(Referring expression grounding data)
-------
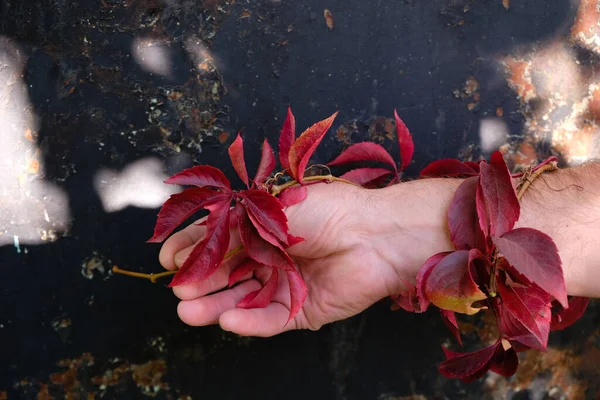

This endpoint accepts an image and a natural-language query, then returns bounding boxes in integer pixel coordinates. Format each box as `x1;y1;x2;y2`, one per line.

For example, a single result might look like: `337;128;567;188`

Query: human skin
159;164;600;337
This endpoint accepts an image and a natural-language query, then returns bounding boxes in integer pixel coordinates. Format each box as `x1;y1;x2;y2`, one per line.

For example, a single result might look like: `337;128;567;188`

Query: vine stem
270;175;359;196
112;245;244;283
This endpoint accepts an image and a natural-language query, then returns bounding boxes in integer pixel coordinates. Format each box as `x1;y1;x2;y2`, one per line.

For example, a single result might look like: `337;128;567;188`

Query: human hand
159;179;459;336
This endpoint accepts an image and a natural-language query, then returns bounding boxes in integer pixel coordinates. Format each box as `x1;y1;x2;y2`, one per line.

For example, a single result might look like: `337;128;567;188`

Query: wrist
365;179;461;296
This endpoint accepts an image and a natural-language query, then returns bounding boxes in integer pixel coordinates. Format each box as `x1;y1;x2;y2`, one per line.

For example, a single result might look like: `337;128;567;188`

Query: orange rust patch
502;0;510;10
24;128;34;142
368;117;395;144
571;0;600;52
0;391;7;400
217;131;229;144
504;57;536;103
37;383;52;400
496;107;504;117
324;9;334;30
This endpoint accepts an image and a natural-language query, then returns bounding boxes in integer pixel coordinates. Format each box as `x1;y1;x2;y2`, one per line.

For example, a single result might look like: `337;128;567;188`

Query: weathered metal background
1;0;598;398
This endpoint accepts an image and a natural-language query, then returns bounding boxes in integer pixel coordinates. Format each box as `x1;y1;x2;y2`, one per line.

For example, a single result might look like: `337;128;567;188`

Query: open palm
159;183;403;337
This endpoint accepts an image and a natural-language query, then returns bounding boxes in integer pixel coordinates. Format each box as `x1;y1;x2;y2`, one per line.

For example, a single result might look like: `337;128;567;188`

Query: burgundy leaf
479;151;520;237
165;165;232;192
328;142;397;171
440;310;463;345
464;161;481;172
489;345;519;377
279;186;308;207
288;111;339;182
169;202;231;286
420;159;478;178
439;343;498;383
551;296;590;331
254;138;276;186
228;133;249;187
494;227;568;307
279;107;296;172
241;189;289;246
391;280;425;313
148;189;231;243
228;258;262;287
394;110;415;171
447;177;480;250
423;249;487;315
340;168;393;186
497;276;544;347
287;234;305;247
415;252;452;311
497;283;551;351
237;268;279;309
286;268;308;322
475;180;489;239
238;210;294;270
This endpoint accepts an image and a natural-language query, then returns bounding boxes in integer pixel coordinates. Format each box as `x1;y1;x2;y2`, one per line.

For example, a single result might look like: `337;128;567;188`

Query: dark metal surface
1;0;598;398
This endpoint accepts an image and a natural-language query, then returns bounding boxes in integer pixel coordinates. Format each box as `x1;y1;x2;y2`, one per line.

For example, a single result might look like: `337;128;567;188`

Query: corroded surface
1;0;599;399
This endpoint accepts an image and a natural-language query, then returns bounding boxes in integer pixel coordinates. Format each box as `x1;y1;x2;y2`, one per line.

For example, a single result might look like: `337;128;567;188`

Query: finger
219;302;297;337
159;220;207;270
177;279;262;326
173;256;252;300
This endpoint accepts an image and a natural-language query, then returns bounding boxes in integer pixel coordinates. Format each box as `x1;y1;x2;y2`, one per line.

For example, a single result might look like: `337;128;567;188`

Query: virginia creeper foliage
149;108;589;382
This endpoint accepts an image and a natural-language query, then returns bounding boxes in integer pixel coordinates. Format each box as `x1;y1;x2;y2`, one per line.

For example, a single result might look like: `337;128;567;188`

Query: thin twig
112;245;245;283
516;162;558;200
271;175;359;196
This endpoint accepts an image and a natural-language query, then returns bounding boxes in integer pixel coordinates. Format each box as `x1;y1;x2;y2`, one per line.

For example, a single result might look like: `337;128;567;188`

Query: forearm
518;164;600;298
371;164;600;298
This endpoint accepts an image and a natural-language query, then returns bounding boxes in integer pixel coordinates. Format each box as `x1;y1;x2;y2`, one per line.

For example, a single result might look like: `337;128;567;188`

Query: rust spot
240;9;251;19
368;117;395;144
588;86;600;123
502;0;510;10
467;102;477;111
496;107;504;117
324;9;334;30
504;57;536;103
27;158;40;174
217;131;229;144
513;141;538;168
37;383;52;400
571;0;600;53
0;391;7;400
24;128;34;142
-------
→ ACTIVITY: Restate the data above word for word. Skip every picture.

→ ANSWER FOR THIS EXERCISE:
This endpoint accepts an image and a natural-language query, then returns bounding boxes in integer pixel coordinates. Format each box as `x1;y1;x2;y2`, one per line.

For example, a single result might look like: `337;128;567;188`

Query: human skin
159;164;600;337
This endpoint accepts an image and a natural-language query, then returns bounding boxes in integer pixel coordinates. Format each box as `x1;y1;x2;y2`, one per line.

For example, a single result might look like: `337;128;567;188`

Query: vine stem
270;175;359;196
112;245;244;283
This endpoint accepts an image and a natural-language query, then returns bounding boxes in integer pixel coordinates. Format each box as `x1;y1;x2;y2`, one per line.

For example, a single result might look like: `337;128;567;188`

Query: human hand
159;179;459;336
This endpoint accepts an image and a natural-language query, then returns bounding boxes in integer pixel coordinates. Format each box as `x1;y1;x2;y2`, one per line.

For example, a single result might look like: `337;128;567;188`

Query: wrist
365;179;461;296
This endpoint accepts an image and a natural-language query, then returns bounding boxes in integer pixel coordinates. Format each box as `x1;y1;x2;y2`, one per line.

For example, a single result might look like: `337;128;567;188`

Query: orange rust patch
502;0;510;10
24;128;34;142
368;117;395;144
571;0;600;52
0;391;7;400
217;131;229;144
504;57;536;103
37;383;52;400
496;107;504;117
324;9;334;30
This endpoint accepts an image and a natural-language query, then returns bounding boxes in integer pixel coordinates. Format each box as `x1;y1;x2;y2`, one per line.

For example, a single result might look like: `337;128;567;188`

Query: weathered metal background
1;0;598;398
This endpoint accepts an image and a natural-language query, then returns bounding boxes in integer pixel coordinates. Format each box as `x1;y1;x2;y2`, one per line.

For example, a single result might look like: `337;128;567;188`

Query: open palm
159;183;403;337
This endpoint accepts an image and a natural-language query, then returns bounding boxes in integer pixel coordinates. Format each box as `x1;y1;x2;y2`, one per line.

For example, a single result might look like: `337;128;567;188`

Query: burgundy leaf
479;151;520;237
165;165;232;192
328;142;397;171
440;310;463;345
464;161;481;172
489;345;519;377
279;186;308;207
288;111;339;182
169;202;231;286
420;159;478;178
439;343;498;383
551;296;590;331
254;138;276;186
228;133;249;187
494;227;568;307
279;107;296;172
241;189;289;246
391;280;425;313
148;189;231;243
228;258;262;287
394;110;415;171
447;177;480;250
423;249;487;315
340;168;393;186
497;276;544;347
287;234;305;247
415;252;452;311
497;283;551;351
237;268;279;309
286;268;308;322
475;180;489;239
238;210;294;270
This endpoint accepts an image and a natural-language query, then returns bounding boxes in integer pixel coordinates. Format each box as `x1;y1;x2;y2`, one per line.

For example, a single result might look like: `337;128;567;188`

Query: dark metal surface
1;0;598;398
This endpoint accepts an image and a natural-language query, then returns bounding boxes in integer pixel coordinates. Format each box as `x1;y1;x2;y2`, one per line.

For example, a single result might look like: `337;128;567;188`

Query: corroded surface
1;0;599;399
This endpoint accepts an image and a natural-language query, then returns bounding boxes in integer pixel coordinates. Format each box as `x1;y1;x2;y2`, one per line.

For example, a single result might look like: `337;128;567;188`

Query: finger
219;302;297;337
159;220;207;270
177;279;262;326
173;256;252;300
This endpoint accepts an image and a natural-language query, then returns bounding boxes in integer pixel coordinates. Format each box as `x1;y1;x2;y2`, one per line.

For example, a single result might look like: `337;128;567;188`

Query: virginia creeper foliage
149;108;589;382
This endpoint accepts an image and a natural-language query, then returns bounding boxes in integer pixel coordinates. Format each box as `x1;y1;x2;y2`, one per line.

For example, a single result might look like: `337;128;567;188`

Query: thin twig
112;245;245;283
516;162;558;200
271;175;359;196
This endpoint accepts an image and a natural-language query, then returns bounding boxes in integer pixel coordinates. Format each box as `x1;y1;x2;y2`, one per line.

For example, a single result might look like: `337;128;567;188`

Query: forearm
518;164;600;298
371;164;600;298
This endpoint accepts an image and a natural-language query, then returns bounding boxes in integer pixel coordinates. Format each box as `x1;y1;x2;y2`, one per line.

For example, a single result might look like: `337;128;567;188`

Query: rust spot
240;9;251;19
368;117;395;144
588;86;600;123
502;0;510;10
467;102;477;111
496;107;504;117
324;9;334;30
504;57;536;103
27;158;40;174
217;131;229;144
513;141;538;168
37;383;52;400
571;0;600;53
0;391;7;400
24;128;34;142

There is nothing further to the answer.